_The task_
Answer these questions from the post below about families on starships:
1. What volume does the post give for the saucer?
2. Which part of the ship does the post say should be the safest, and why?
3. What does the writer keep in the car for emergencies?

_Excerpted passage_
______

Okay, Darling, watch the attitude here. I was perfectly pleasant, so I'm not sure why you're getting that kind of language, or attitude.
"That kind of language?" "Damn" is such a mild expletive that it's little more than emphasis. It conveys mild annoyance at best -- in this case, with this same argument that I've been having since 1987. "You shouldn't have families on a battleship." It's not a battleship in the first place, it's a science ship. That's the whole point that the civilian presence was meant to convey to the audience -- that this was a different, less military Starfleet than the 23rd-century version, one for which combat was seen as a failure of the mission rather than a part of it. Though that's one more thing that later producers regrettably left behind, which is why the argument persists.
And yes, the frontier can be dangerous, but people have been taking their families onto dangerous frontiers since the Stone Age, which is how we ended up living all over the planet. Living in civilization is dangerous too, what with car crashes and gun violence and such, yet Americans do shockingly little to minimize those dangers. At least families on a starship are protected by its shields and armaments and its ability to flee danger, while families on a colony planet may be far more vulnerable to attack, as we've often seen.
And even if it isn't a battle ship, personally I'd put the civilians where they are least likely to be hit, no matter if it's a battleship or not.
As I said, the safest place
should be the front of the ship, because of the navigational deflector. It's just that people don't stop to think about how powerful the navigational deflector would be as a combat defense as well.
Besides, the vast majority of the E-D's phaser strips are found on the saucer. It's hardly defenseless.
Also, if you think about it, the saucer's volume is so vast that a mere 1000 crewpeople -- or just several hundred, assuming the rest are in the stardrive section -- would take up only a tiny portion of it. According to the
Starship Volumetrics site, the saucer's volume is 3,829,567 cubic meters, so that means that if there are, say, 760 people in the saucer at any given time, that would be about one person per 5000 m^3, i.e. a cube about 17 meters on a side. That is a hell of a sparse population density. If we assume a typical compartment on the ship is, say, 125 m^3, and for simplicity that there's only one person in any given compartment, then the odds of an occupied compartment being struck are 1 in 40. If there are an average of two people per compartment, then the odds are 1 in 80, and so on. (And yes, I'm ignoring that an impactor would have to pass through outer compartments to get to inner ones, but I'm making a bunch of simplifying assumptions for the sake of getting the point across.)
So as with the hard-SF combat mechanics in
Gene Roddenberry's Andromeda, the sheer emptiness of most of the ship's volume would reduce the odds of a populated section being struck. (They had no deflector shields, so any impacting projectile would just drill an expanding cone of plasma right through the ship's volume. Unpopulated areas were drained of atmosphere during combat so as not to propagate blast and thermal damage.)
Plus you know, in case you haven't noticed, Star Trek is still a space adventure show, so there were always going to be fights,
Which is a specious argument for not including families. An adventure show in
any setting is going to put its characters in constant peril. In
Buffy the Vampire Slayer, the high school was subject to constant monster attacks and supernaturally induced student deaths, but they didn't take the kids out of the school and close it down. In
Eureka, the town was almost destroyed on a weekly basis by crazy experiments gone wrong, but the scientists in Eureka still lived there with their families. It's just a basic conceit of adventure shows.
otherwise the idea of a battle bridge would have been kind of redundant in the first place, wouldn't it have been?
It's called taking precautions. I keep a fire extinguisher in my kitchen, but I've never had to use it once in all the years I've lived here. I keep an emergency kit in my car, but I've never had to use it either. Being prepared for emergencies and last resorts doesn't mean you want or expect them to happen. Ideally, the battle bridge would never need to be used at all.

______

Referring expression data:
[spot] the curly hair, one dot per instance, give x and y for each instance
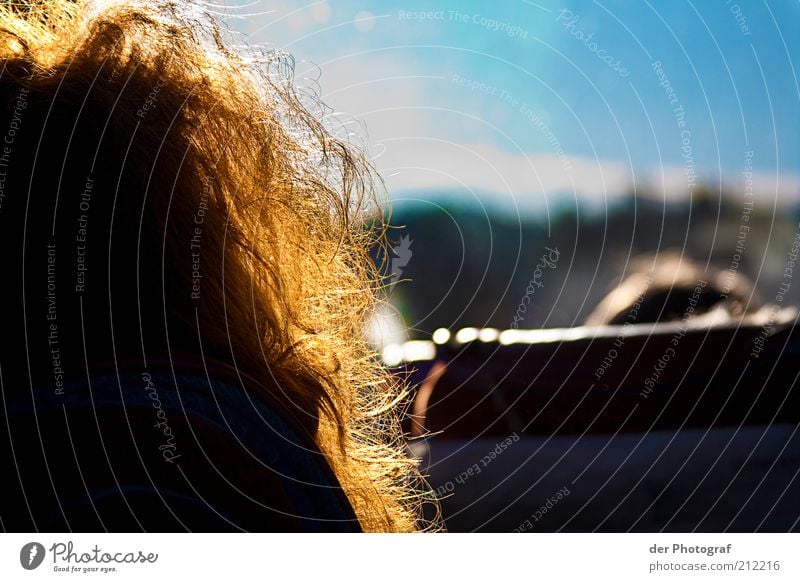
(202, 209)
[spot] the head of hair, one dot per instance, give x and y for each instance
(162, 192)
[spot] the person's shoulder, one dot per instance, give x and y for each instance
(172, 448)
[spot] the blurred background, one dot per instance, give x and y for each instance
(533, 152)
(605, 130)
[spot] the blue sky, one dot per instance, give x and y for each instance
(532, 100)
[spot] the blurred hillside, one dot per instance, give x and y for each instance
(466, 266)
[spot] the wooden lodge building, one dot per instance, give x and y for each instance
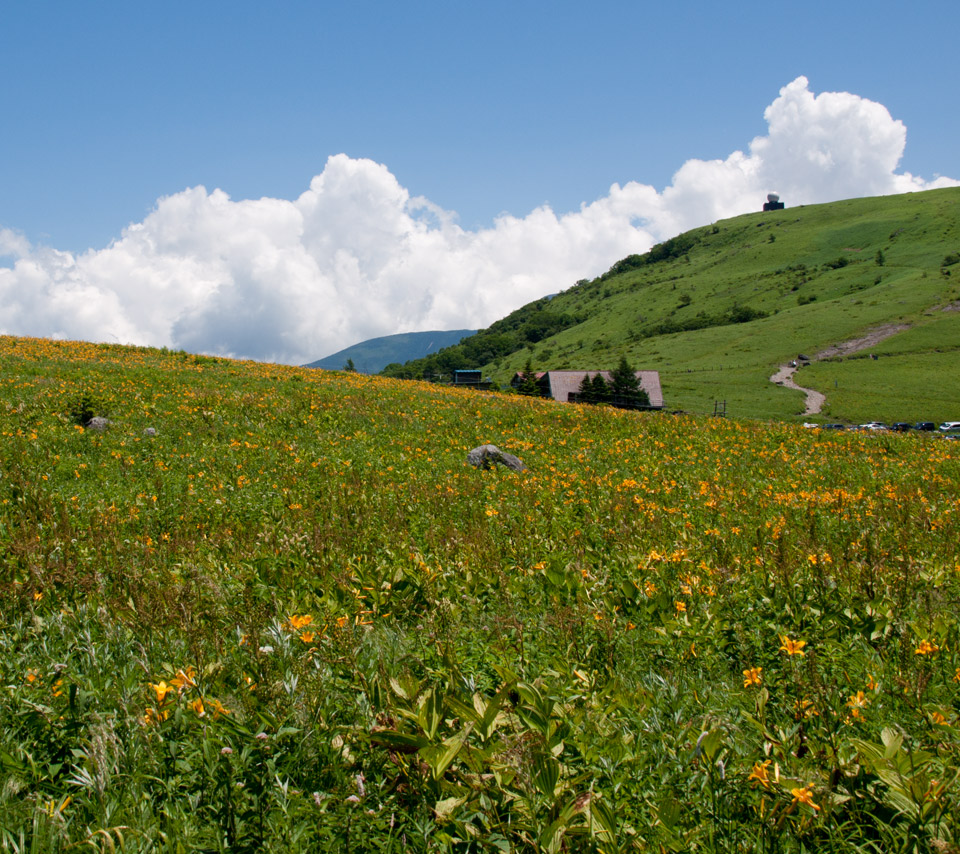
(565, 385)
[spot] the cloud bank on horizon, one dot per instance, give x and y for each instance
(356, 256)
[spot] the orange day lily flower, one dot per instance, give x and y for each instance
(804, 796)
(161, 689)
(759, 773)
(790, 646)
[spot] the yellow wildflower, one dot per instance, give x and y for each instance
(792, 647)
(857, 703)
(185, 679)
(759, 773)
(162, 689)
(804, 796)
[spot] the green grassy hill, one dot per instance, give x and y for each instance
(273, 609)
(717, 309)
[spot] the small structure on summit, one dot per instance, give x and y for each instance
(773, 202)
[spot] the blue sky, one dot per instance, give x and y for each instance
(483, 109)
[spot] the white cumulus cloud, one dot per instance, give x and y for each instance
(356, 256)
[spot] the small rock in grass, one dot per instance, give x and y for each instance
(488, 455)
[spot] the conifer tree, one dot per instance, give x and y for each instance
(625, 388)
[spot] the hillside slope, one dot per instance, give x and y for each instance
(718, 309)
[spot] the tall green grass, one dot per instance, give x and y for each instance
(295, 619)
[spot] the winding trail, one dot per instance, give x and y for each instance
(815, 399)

______

_Output for this task_
1. 3,829,567 cubic meters.
2. The front of the ship, because of the navigational deflector.
3. An emergency kit.